> READING PASSAGE:

Black Monk was a duo consisting of Roy Tatum (Changeling, Quintana Roo, the Buried Valley label) and someone else whose name I cannot ascertain. They kept a pretty low profile only releasing two cassettes over their lifetime, one on Buried Valley and one on Maim & Disfigure. But now the crew is given the “box set” treatment. While Flowstone is an LP, it collects the out of print tapes and offers unreleased material just like those expensive box sets in the locked glass cases, but way more affordable and with 100% more analog sweetness.
Side A consists of the previously released material. It starts with “Murmur” which apparently collects the entire cassette of the same name. Black Monk establish their sound right from the get-go. Heavy, low-end drones and free/tribal drumming. There are no credits, but the drones sound like they're coming from guitar. Not e-bow style though, slow singe strums letting the drone swell and taper based around a few chords. While the guitarwork is pretty simple and repetitive, it’s effective. It also balances the hyperactivity of the drumming, which is a constant, though varied, barrage. Whoever the drummer is does a good job of not falling into the standard role of drone drummer (i.e. basic, measured drum hits) or the role of rock drummer sitting in on a drone session, which always ends terribly. I don’t know very much about (describing) drumming, but the guy moves from frantic to emphatic rather easily. The drums are mixed pretty low in comparison to the dronemaker, which gives the whole track a really odd disembodied vibe. The audible but utterly indecipherable “background” noises going on certainly help that cause as well.

> WHAT YOU NEED TO DO: Please pick up the Black Monk Flowstone review after its final sentence and carry on writing it in the same voice.

> INFORMATION SHOWN:
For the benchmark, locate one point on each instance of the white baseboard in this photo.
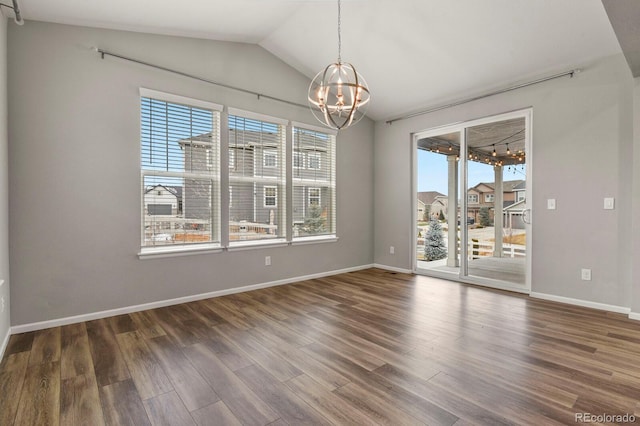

> OUTPUT FOR THIS TASK:
The second half of side A is an untitled track originally released on the V cassette on Buried Valley. Immediately, it establishes a totally haunted, wobbly seasick vibe. Unlike “Murmur”, the guys are working entirely in unison on this one; forming like Voltron to create some of the most effortlessly eerie, pulsating drone I’ve come across. It’s much harder to pick up on individual elements than in the previous track. There is a main loop that sounds to me almost like a slowed down locomotive whistle. That loop is surrounded my heavy fuzz fog, and various subtle changes occur throughout. There isn't much (any?) drum presence that I can hear, sometimes it sounds like there might be some buried under the miles of murk and other times it sounds like there is none at all. Maybe you can tell me. Sweet track though.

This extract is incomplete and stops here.